**Selected excerpt**
Happy Friday. Welcome to the mailbag.

Follow me on Twitter to submit questions for future mailbags. Or check out my Facebook page. You also can send old-school email to TedMillerESPN@gmail.com.

To the questions!

Jessie from Fresno, California, writes: I was wondering if you would crack out your crystal ball and look into the future of the Pac-12. Let's say the 2023 season has just ended. Who wins the conference? Who wins the national title? Have the SEC and Big Ten taken over? Is Oregon back? Has the NCAA crushed USC again? Please tell. You better not be wrong, though.

Ted Miller: Are you asking me for a "hot take" on the future?

My assumption is you went six years into the future so there would be no connection to current players. That actually makes things easier.

Who wins the conference? Well, I could try to be creative or I could just go with the odds, and the best odds are it will be USC. So let's say USC over Stanford in the Pac-12 championship game.

The Trojans then reach the College Football Playoff -- yep, it's still just four teams -- and beat defending national champion Texas, 41-38. They score the winning touchdown with 19 seconds left on an 8-yard scramble on fourth-and-5 to reach the championship game against Alabama.

Which is coached by Dabo Swinney, in his second year in Tuscaloosa after Nick Saban's retirement. ("Mama called," Swinney said after making the gut-wrenching decision to leave Clemson.)

USC whips the Tide 42-21 and wins its second national title under Clay Helton. President Oprah Winfrey calls to congratulate him.

**Record list**
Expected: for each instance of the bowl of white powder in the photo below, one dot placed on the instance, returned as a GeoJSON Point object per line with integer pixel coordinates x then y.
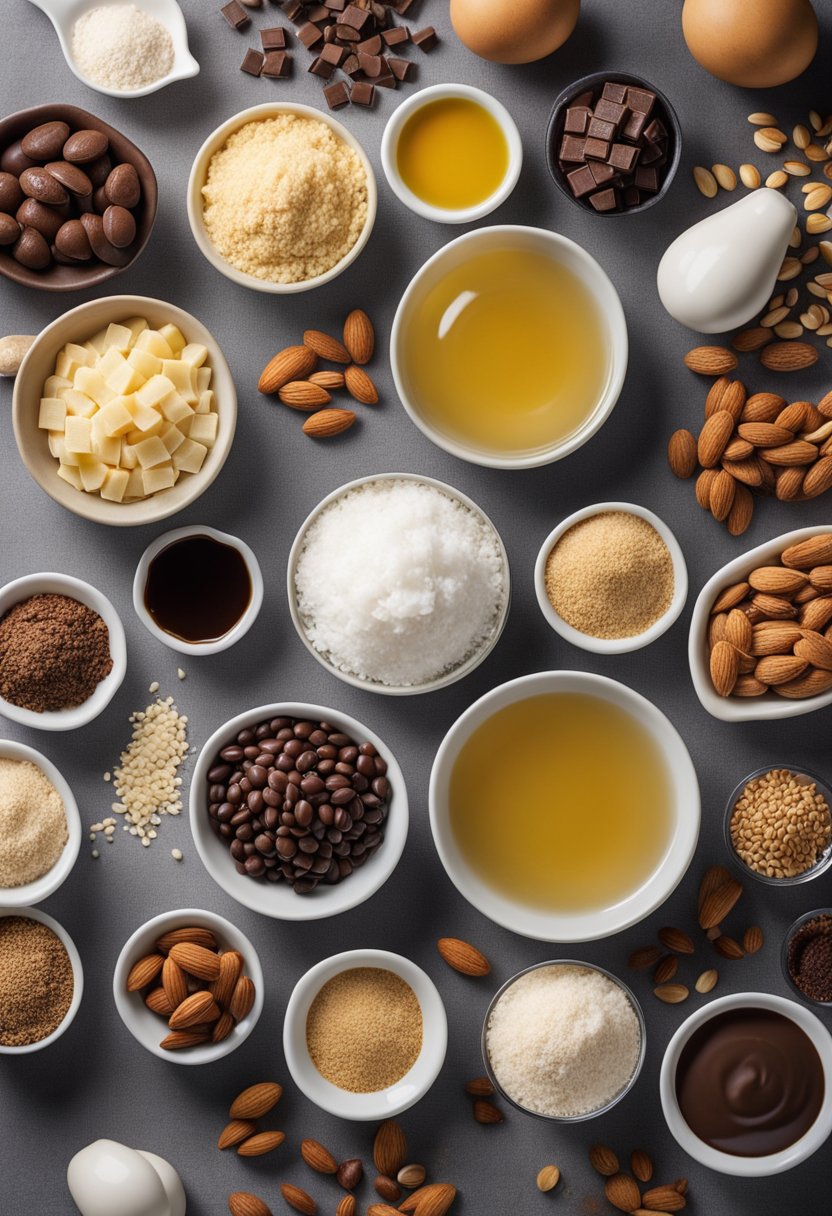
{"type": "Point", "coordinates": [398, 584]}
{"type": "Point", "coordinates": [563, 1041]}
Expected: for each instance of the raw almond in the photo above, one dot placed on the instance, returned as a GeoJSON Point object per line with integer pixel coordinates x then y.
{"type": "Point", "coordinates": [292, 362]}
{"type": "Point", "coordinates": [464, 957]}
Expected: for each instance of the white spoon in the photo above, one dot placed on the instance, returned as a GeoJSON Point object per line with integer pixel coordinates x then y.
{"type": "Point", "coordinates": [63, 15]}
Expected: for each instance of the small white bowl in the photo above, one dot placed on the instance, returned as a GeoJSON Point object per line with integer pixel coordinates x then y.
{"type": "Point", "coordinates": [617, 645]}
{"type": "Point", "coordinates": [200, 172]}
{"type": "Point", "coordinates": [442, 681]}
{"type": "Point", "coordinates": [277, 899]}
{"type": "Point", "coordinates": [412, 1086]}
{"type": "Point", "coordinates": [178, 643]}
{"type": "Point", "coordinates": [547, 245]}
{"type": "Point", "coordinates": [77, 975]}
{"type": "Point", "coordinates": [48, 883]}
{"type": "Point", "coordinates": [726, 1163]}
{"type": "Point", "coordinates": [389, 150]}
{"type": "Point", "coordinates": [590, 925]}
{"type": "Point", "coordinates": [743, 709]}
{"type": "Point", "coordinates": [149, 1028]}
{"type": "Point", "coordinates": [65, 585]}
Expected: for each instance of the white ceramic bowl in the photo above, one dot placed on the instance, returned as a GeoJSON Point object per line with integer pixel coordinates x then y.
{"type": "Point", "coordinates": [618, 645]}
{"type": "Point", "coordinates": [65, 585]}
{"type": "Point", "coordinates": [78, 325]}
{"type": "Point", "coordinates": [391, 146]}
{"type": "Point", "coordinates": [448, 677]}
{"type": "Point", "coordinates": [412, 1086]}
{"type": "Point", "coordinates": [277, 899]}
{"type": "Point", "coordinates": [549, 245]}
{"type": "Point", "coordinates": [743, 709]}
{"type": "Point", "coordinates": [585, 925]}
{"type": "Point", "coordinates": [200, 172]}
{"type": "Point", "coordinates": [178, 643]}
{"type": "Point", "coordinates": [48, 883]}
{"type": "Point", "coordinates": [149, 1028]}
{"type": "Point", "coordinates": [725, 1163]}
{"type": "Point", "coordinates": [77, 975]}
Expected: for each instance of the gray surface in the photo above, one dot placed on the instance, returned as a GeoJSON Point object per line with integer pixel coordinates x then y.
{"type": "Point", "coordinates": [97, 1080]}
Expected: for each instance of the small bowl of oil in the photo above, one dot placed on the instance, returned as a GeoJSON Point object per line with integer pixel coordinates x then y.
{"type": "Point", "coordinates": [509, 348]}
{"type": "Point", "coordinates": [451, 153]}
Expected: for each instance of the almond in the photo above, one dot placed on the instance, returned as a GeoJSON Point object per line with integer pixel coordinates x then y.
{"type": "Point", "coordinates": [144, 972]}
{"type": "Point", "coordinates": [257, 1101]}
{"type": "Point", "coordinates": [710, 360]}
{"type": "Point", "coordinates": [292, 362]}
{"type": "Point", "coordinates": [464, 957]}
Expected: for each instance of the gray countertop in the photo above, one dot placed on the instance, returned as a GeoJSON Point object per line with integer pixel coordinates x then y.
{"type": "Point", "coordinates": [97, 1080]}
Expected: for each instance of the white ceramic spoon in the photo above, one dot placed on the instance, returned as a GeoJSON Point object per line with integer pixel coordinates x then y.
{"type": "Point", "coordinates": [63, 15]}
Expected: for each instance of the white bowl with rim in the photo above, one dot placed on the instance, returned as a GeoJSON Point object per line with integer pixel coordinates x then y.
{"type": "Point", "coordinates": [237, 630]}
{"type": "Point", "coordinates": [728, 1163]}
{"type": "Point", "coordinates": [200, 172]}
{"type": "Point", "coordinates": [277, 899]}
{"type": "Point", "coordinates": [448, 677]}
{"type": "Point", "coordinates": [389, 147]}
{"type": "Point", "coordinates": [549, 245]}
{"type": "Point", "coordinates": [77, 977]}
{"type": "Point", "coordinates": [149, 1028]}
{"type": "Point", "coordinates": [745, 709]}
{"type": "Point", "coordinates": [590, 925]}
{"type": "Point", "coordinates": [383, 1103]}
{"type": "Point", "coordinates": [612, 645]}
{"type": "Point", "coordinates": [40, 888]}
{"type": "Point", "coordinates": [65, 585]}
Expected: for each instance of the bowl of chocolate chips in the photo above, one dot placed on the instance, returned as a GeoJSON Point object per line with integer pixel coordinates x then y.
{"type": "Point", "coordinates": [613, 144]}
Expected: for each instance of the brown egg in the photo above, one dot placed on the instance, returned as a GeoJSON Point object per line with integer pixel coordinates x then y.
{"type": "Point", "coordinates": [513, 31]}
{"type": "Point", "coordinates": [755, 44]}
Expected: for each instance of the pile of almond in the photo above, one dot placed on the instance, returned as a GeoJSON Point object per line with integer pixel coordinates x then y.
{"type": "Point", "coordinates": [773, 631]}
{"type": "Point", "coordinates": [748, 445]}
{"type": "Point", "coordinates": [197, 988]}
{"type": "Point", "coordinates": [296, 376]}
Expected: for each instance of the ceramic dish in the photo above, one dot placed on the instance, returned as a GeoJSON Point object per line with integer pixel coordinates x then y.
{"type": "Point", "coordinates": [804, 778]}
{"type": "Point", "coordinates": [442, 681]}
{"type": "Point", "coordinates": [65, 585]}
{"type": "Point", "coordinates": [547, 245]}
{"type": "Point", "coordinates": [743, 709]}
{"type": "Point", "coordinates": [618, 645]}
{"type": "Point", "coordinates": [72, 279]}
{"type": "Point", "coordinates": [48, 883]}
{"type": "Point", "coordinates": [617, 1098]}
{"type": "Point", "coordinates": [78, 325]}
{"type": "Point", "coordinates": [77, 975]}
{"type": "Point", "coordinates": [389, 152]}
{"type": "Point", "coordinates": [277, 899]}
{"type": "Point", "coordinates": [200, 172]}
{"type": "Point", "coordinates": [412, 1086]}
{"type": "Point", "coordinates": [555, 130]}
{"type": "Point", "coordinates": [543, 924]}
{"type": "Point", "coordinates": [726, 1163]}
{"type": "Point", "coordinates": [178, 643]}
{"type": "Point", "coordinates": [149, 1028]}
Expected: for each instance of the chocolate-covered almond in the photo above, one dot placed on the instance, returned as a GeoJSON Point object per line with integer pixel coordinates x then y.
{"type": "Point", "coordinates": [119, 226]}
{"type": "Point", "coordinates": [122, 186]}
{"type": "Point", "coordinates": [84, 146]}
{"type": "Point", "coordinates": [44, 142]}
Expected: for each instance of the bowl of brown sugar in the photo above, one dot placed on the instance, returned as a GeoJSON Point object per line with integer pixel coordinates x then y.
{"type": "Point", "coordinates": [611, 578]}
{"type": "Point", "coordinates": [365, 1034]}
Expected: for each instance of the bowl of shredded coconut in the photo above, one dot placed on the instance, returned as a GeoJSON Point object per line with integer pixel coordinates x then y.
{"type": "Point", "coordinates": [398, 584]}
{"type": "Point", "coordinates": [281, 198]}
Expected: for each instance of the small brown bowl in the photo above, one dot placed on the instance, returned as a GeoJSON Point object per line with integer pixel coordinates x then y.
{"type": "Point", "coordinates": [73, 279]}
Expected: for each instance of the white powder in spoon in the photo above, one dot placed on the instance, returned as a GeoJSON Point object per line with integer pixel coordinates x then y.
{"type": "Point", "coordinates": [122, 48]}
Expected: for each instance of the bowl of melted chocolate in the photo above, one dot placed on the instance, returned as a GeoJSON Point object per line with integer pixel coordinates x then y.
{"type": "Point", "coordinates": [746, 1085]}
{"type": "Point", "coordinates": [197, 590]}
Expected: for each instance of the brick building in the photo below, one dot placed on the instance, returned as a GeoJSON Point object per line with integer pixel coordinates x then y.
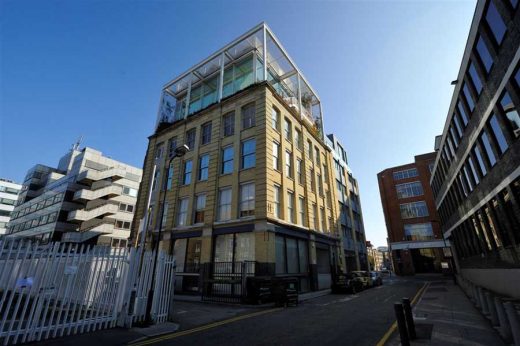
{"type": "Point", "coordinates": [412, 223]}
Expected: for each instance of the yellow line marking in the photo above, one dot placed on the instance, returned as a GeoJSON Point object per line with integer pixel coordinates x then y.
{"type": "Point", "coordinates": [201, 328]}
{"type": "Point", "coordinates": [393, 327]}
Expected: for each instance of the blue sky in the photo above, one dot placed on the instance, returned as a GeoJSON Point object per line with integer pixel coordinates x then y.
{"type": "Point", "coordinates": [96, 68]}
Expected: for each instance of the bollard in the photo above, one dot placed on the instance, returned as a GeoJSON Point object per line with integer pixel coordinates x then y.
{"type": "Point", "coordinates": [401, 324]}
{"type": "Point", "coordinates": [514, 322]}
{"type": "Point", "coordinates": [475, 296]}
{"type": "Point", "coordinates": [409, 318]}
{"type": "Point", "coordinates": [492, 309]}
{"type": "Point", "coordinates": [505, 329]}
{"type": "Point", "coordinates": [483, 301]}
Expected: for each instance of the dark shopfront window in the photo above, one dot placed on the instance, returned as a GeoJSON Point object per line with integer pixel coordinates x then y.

**Directions**
**a)** From the Pac-12 mailbag, extract the passage starting at "Ted Miller: Are" and ending at "game against Alabama.".
**b)** In the Pac-12 mailbag, condense the paragraph beginning "The Trojans then reach the College Football Playoff" into a single shorter sentence that keeps its main facts.
**c)** Write what comes next in the Pac-12 mailbag, starting after its last sentence.

**Answers for this exercise**
**a)**
Ted Miller: Are you asking me for a "hot take" on the future?

My assumption is you went six years into the future so there would be no connection to current players. That actually makes things easier.

Who wins the conference? Well, I could try to be creative or I could just go with the odds, and the best odds are it will be USC. So let's say USC over Stanford in the Pac-12 championship game.

The Trojans then reach the College Football Playoff -- yep, it's still just four teams -- and beat defending national champion Texas, 41-38. They score the winning touchdown with 19 seconds left on an 8-yard scramble on fourth-and-5 to reach the championship game against Alabama.

**b)** USC reaches the still four-team College Football Playoff and beats defending national champion Texas 41-38 on an 8-yard fourth-and-5 scramble with 19 seconds left, setting up a championship game against Alabama.

**c)**
Helton is then hired by the Atlanta Falcons. He is replaced by offensive coordinator Tee Martin.

Who hires Lane Kiffin as his offensive coordinator.

Beaver fan in Washington writes: There has been a lot of talk of an Oregon resurgence. After all, they hired coach Willie Taggart. However, the team Taggart inherited was outmuscled and overmatched in the Civil War. Coach Gary Andersen is building a tough gritty team in Corvallis (See: Civil War, Ryan Nall) but the Ducks are getting all the hype. Should fans believe that the Beavers, who showed great desire-to-win in a rainy game vs. the Ducks, will stay in the cellar and the Ducks will rise back to the top of the conference?

Ted Miller: Just FYI, Oregon finished last in the North Division last year, so the Beavers already have advanced out of the cellar.

Oregon is going to be picked ahead of the Beavers in the preseason media poll for three reasons: 1. It's difficult to write the Ducks off because of all that winning from 2008-14; 2. Oregon is set at QB with Justin Herbert, who could become a full-fledged star this fall; 3. While many will expect the Beavers to improve, most won't be ready to make a bold prediction, just based on habit as much as anything.

This, of course, is a huge problem for Gary Andersen because preseason media polls are critical for a team's success. Or maybe they mean nothing. I forget which one of those it is.

As for little ol' me, I anticipate Oregon returning to the top 25 next fall. As noted, Herbert has got a high ceiling, and I love Taggart's assistant coach hires, particularly on defense, where I expect substantial improvement from the get-go.

As for your Beavers, my expectations is they earn bowl eligibility for the first time since 2013 -- IF! -- they get at least mediocre play at quarterback. Mediocre being pass efficiency numbers ranking from fourth to eighth in the conference, instead of 12th, as they rated last year.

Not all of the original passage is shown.